>>

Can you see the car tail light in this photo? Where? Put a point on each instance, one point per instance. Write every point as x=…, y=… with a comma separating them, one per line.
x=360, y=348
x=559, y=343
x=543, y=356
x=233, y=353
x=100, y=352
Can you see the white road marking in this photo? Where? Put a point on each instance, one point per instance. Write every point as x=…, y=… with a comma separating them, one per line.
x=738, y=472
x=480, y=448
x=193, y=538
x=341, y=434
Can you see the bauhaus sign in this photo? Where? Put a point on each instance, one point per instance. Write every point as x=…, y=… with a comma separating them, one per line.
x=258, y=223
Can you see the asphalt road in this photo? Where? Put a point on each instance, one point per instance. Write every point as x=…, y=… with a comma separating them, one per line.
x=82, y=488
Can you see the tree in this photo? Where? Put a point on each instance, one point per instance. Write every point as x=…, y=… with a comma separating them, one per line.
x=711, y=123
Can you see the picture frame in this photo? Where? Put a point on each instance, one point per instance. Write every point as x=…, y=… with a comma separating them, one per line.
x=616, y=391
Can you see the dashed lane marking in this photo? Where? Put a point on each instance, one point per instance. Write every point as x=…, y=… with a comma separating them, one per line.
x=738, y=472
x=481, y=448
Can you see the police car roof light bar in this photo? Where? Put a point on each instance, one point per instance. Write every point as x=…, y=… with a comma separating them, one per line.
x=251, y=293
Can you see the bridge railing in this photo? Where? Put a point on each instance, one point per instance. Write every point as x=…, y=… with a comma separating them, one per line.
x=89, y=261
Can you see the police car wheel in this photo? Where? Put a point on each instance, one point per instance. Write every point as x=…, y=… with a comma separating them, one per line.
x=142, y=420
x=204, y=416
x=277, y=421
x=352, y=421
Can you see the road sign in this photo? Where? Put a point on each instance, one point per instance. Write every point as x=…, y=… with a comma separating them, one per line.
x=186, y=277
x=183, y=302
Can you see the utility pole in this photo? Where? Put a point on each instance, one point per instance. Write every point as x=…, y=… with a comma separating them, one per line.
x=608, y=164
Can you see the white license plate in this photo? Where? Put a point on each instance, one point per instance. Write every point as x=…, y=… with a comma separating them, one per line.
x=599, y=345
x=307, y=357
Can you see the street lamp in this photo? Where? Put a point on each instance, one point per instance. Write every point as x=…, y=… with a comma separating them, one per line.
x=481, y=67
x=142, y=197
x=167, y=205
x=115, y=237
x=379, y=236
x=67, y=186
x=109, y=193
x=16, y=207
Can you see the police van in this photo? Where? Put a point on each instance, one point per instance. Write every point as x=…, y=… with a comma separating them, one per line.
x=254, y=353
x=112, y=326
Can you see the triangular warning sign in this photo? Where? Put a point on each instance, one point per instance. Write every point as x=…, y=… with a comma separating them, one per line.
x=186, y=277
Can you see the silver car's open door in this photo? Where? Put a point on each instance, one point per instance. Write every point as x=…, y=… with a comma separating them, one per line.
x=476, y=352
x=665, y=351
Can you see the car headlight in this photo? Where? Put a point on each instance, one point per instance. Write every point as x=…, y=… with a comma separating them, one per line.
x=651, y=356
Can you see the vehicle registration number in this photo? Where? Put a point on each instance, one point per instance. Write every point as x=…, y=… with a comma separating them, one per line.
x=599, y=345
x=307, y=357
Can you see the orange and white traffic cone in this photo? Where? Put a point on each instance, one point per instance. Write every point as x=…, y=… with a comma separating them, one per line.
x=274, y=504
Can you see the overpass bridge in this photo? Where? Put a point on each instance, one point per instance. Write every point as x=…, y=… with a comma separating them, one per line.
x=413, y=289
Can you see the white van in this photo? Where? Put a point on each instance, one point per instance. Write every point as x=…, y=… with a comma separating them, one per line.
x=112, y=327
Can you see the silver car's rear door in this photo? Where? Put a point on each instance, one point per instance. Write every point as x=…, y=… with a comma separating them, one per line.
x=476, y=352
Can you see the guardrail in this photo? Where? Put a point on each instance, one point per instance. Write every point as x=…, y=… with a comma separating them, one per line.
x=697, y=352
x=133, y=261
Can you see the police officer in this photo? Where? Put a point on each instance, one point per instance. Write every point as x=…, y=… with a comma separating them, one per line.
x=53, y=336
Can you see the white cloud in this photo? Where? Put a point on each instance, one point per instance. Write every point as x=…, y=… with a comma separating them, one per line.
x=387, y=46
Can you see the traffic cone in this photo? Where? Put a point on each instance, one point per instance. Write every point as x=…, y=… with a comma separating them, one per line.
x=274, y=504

<<

Copy out the full listing exactly.

| Response to the task |
Can you see the car tail light in this photo? Where? Put a point on each instance, one point per instance. Write every point as x=…, y=… with a comma separating them, one per line.
x=360, y=348
x=559, y=343
x=543, y=356
x=233, y=353
x=100, y=352
Can you see the white road marking in this photo? Where? Put a point on each instance, one point per instance. Write every point as x=…, y=… with a comma separating them, one per line.
x=738, y=472
x=480, y=448
x=193, y=538
x=341, y=434
Can you see the bauhaus sign in this photo? Where? Put a point on each instance, one point per instance. Write every point as x=…, y=… with a comma separating them, one per line.
x=258, y=223
Can you see the asphalt road in this photo? Where? Put a point on each instance, one point per instance. Write every point as x=…, y=… with a comma separating them, one per line.
x=82, y=488
Can you see the tree in this photo? Where? Put a point on each instance, one point per instance. Write every point as x=…, y=… with a comma separating them, one per line.
x=711, y=123
Can you see the picture frame in this photo? Where? Put a point on each instance, one point per instance. Write every point as x=…, y=… with a comma separating them, one per line.
x=616, y=391
Can you see the dashed lane marking in this photo? Where? Put a point on each instance, one point per instance. Write every point as x=…, y=… with a comma separating them, one per line.
x=738, y=472
x=481, y=448
Can you see the police car roof light bar in this photo? Where? Put a point on each instance, one point per instance. Write every point as x=…, y=… with a comma separating them, one per line.
x=251, y=293
Can you see the bridge railing in this photo? Where? Put a point on each instance, one point per instance. Write every point as x=…, y=… with a comma separating them, one per line.
x=89, y=261
Can you see the police car wheel in this photo? Where? Put a point on each instance, one point per instance. Write every point as x=…, y=… with a comma separating them, one per line.
x=142, y=420
x=204, y=416
x=277, y=421
x=352, y=421
Can you see the road sign in this photo? Where? Put a point on each instance, one point per instance. Write every point as x=…, y=… with a comma separating them, one per line.
x=186, y=277
x=183, y=302
Can you see the utility pole in this photo? Where? Put a point on each instance, one point per instance. Write every point as x=…, y=… with a comma separating them, one per line.
x=608, y=164
Can you see the white license plate in this photo? Where? Put a point on each instance, one point per instance. Write every point as x=…, y=… with a comma separating them, one per line.
x=599, y=345
x=307, y=357
Can you see the street lamp in this photo? Where? Put a point on each instance, one point per instance. Write every point as x=…, y=… with a comma separating them, one per line.
x=481, y=67
x=142, y=197
x=167, y=205
x=115, y=237
x=379, y=236
x=67, y=186
x=109, y=193
x=16, y=207
Can you see the police van in this photo? Where? Put a point on each instance, one point per instance. Write every point as x=…, y=… with a comma separating them, one per line.
x=254, y=353
x=112, y=326
Can you see the triangular warning sign in this photo? Where? Put a point on each instance, one point per instance. Write every point as x=…, y=… with a comma separating them, one per line.
x=186, y=277
Can you see the silver car's open door in this photo? Where? Put a point on each instance, one point per instance. Write every point as x=…, y=… with a comma separating them, one per line.
x=476, y=352
x=665, y=351
Can you see the car headlight in this photo? Where? Put a point on each instance, one point per instance. Write every point as x=…, y=… with a comma separating them, one per line.
x=651, y=356
Can you see the vehicle registration number in this photo? Where? Put a point on each instance, one point per instance. Write every point as x=…, y=… with a comma separating them, one per line.
x=599, y=345
x=307, y=357
Can you see the orange and white traffic cone in this photo? Where? Put a point on each instance, one point per instance. Write every point as x=…, y=… with a comma separating them, one per line.
x=274, y=504
Can you see the overpass bridge in this photo? Where? Put a point on each instance, one point per instance. Write every point as x=…, y=… with a comma separating them, one per line.
x=413, y=289
Can you see the white van in this photo? Where? Put a point on each instance, one point per instance. Write every point as x=…, y=… with a comma separating them, one per line.
x=112, y=327
Can you see the silver car's rear door in this photo? Where? Put a point on each instance, one point per instance. Write every point as x=…, y=… with a comma separating them, one per line.
x=476, y=352
Can you see the guardrail in this photo? Where? Put a point on each instance, one point per instance. Write every point as x=…, y=… with a comma separating them, one per line.
x=697, y=352
x=133, y=261
Can you see the police officer in this photo? Where? Put a point on each instance, one point per instance. Write every point as x=…, y=… with a comma separating them, one per line.
x=53, y=336
Can you see the white cloud in this photo? Where? Put a point on each instance, one point per instance. Write every point as x=…, y=… with a comma separating them, one per line.
x=387, y=46
Can you see the traffic cone in this photo? Where? Put a point on each instance, one point per instance. Write every point as x=…, y=… with a comma separating them, one per line.
x=274, y=504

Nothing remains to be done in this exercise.